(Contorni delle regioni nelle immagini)

========================================================================

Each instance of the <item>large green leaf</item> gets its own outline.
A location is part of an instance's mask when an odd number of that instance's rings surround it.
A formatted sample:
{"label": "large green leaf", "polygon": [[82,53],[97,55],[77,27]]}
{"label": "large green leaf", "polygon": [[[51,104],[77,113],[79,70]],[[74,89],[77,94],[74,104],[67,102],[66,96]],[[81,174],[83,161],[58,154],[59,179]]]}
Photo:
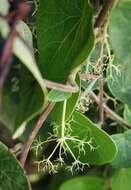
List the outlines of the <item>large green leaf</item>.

========================================================================

CONSEGNA -
Cita testualmente tutte queste righe, escludendo le immagini dalla risposta.

RISULTATO FINALE -
Each instance of the <item>large green leaf</item> gets its own outline.
A location is part of an instance's mask when an odd number of that instance's rings surround it.
A formatted sample:
{"label": "large green leaf", "polygon": [[82,53],[97,55],[77,27]]}
{"label": "large green leaf", "polygon": [[[51,104],[77,113],[79,70]],[[74,89],[77,94],[74,104],[67,102],[66,96]],[[81,174],[83,161],[58,154],[59,179]]]}
Photo:
List the outlines of the <item>large green leaf</item>.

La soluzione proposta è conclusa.